> [Work to complete] Return the lines below that contain "island".

> [Saved entries]
====================

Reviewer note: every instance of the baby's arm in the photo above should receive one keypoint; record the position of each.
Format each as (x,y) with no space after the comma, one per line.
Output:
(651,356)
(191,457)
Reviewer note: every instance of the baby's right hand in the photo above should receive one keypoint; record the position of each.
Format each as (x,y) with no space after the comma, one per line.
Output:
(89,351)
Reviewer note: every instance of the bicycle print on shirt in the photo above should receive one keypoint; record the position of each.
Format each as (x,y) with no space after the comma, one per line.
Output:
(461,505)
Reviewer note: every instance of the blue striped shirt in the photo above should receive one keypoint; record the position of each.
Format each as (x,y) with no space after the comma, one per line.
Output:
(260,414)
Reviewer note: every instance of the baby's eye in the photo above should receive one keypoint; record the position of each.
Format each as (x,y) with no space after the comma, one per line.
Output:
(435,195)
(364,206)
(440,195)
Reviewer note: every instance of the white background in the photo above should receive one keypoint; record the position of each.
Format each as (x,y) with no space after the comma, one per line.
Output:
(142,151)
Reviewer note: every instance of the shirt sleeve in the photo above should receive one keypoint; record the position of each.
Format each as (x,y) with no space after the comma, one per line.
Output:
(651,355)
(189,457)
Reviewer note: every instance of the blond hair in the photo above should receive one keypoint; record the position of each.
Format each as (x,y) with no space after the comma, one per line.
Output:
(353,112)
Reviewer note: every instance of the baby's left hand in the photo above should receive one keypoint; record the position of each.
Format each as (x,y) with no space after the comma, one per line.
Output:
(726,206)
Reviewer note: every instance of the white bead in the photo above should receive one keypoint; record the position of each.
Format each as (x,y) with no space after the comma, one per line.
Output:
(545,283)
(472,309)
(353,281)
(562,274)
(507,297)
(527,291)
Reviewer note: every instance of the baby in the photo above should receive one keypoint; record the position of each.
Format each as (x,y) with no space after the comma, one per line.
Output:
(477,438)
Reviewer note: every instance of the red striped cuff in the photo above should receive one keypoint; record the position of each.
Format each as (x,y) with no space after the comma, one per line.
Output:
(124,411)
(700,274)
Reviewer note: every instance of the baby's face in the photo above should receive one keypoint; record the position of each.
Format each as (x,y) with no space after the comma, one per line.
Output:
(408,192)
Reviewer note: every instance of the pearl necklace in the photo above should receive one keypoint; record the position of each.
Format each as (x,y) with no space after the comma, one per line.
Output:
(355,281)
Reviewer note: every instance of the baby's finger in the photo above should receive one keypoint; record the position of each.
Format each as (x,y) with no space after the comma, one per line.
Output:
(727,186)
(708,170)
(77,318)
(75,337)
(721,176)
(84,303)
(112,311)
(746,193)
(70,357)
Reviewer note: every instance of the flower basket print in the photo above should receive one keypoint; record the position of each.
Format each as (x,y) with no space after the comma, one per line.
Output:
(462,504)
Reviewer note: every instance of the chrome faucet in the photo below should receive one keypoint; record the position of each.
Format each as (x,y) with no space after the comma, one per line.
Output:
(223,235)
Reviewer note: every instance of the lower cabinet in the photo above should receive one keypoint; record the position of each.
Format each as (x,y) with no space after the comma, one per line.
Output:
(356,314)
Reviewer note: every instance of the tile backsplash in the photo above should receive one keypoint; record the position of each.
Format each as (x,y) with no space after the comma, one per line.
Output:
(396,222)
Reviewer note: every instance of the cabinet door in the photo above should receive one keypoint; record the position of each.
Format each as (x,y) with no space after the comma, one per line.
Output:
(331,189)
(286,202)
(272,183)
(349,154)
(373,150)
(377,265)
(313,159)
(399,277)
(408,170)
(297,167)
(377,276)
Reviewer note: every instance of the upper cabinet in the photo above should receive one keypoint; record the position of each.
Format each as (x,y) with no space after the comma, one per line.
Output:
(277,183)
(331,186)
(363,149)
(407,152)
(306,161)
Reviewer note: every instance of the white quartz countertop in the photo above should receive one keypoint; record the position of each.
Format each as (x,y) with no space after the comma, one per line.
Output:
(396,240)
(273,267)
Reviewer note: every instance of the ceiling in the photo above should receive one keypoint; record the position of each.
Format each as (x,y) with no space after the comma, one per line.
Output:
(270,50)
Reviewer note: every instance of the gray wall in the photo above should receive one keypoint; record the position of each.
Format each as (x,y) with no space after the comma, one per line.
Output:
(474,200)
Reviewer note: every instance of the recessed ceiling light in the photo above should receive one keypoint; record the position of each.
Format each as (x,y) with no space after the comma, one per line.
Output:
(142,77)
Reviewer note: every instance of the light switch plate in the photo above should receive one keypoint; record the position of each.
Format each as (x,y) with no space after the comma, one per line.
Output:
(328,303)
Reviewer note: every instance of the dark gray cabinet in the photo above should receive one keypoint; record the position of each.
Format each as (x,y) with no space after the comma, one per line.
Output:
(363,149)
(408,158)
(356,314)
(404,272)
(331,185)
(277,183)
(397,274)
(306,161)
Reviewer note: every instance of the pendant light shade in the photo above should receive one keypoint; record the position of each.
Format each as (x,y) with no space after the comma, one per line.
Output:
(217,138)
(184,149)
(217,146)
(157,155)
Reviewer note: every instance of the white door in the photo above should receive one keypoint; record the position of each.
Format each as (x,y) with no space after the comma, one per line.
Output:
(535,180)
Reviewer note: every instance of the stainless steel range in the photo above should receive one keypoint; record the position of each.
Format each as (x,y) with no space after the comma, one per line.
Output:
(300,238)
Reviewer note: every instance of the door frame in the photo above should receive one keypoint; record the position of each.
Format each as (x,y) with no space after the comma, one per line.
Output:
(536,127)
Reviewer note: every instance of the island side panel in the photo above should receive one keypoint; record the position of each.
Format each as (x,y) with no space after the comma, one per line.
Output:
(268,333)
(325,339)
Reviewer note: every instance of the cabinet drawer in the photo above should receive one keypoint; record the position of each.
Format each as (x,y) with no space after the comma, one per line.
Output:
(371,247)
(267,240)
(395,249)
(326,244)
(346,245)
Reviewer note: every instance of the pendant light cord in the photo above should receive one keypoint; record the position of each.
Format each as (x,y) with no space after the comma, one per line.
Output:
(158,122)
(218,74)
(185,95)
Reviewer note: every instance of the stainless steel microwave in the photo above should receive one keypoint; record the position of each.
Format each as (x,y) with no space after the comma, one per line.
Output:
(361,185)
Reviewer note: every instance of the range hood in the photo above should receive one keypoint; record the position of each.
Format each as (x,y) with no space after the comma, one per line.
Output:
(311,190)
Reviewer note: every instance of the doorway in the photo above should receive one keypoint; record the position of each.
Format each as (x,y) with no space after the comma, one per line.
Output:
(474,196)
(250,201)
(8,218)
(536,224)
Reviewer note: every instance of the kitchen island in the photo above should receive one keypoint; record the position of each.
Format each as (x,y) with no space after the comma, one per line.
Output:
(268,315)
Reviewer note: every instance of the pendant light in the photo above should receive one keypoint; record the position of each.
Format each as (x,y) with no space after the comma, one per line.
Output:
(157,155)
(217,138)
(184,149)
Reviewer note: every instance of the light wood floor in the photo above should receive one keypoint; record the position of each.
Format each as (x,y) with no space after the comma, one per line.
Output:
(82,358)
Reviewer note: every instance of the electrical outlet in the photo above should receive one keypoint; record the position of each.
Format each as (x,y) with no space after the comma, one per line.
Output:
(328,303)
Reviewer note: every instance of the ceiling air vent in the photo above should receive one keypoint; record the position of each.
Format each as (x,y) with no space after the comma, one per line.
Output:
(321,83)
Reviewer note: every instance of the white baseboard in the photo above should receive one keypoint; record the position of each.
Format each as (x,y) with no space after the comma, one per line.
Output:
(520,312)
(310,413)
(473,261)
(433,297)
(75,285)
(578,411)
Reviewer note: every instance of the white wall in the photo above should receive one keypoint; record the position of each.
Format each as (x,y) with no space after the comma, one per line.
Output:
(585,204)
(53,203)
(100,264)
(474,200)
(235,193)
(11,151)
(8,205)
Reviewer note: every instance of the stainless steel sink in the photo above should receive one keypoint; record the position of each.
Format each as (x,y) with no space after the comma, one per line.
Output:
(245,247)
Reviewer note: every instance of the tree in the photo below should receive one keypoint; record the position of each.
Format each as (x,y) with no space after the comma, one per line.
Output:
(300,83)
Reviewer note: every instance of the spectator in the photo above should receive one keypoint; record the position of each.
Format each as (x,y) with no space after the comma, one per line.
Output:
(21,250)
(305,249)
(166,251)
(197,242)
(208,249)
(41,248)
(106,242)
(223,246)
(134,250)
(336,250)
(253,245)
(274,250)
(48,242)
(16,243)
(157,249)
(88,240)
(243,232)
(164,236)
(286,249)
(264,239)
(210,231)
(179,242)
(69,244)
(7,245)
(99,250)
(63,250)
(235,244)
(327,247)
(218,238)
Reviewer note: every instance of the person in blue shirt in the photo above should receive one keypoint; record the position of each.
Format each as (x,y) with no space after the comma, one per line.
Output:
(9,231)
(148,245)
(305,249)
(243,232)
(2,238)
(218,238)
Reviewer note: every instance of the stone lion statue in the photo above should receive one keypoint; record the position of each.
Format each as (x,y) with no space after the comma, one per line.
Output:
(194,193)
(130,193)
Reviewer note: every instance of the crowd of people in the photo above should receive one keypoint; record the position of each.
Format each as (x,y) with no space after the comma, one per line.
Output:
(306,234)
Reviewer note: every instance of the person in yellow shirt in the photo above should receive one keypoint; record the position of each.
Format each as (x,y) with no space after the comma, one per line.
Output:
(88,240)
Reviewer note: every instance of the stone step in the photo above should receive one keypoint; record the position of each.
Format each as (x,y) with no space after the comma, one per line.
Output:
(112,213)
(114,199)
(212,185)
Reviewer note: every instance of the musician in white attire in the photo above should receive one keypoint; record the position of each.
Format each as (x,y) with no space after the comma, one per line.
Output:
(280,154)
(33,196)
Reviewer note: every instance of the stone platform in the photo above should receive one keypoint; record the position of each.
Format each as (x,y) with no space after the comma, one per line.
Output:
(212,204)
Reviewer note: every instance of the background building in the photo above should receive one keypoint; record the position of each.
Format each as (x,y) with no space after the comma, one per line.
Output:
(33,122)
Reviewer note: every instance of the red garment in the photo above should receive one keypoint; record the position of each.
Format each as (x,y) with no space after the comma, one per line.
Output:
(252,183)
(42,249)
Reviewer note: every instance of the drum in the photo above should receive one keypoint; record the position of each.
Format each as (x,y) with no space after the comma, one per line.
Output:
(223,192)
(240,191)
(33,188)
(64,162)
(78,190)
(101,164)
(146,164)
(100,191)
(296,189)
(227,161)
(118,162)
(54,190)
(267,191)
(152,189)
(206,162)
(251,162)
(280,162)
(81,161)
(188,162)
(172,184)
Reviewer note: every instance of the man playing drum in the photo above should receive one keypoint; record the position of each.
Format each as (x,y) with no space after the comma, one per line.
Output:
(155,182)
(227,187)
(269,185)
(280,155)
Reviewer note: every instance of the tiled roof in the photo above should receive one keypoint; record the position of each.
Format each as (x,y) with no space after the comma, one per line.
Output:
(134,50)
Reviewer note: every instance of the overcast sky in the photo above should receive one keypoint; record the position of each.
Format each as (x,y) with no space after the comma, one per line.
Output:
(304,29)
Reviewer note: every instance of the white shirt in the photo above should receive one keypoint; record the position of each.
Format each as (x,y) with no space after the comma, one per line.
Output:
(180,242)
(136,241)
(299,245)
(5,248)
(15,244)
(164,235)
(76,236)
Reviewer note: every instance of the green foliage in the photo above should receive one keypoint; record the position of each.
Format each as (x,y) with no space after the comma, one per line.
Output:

====================

> [Written response]
Reviewer note: every instance of the island side panel in the photo above should receive one keypoint; record the position of each.
Reviewer note: every instance of the kitchen island in the photo above should receive one keypoint; record the position of each.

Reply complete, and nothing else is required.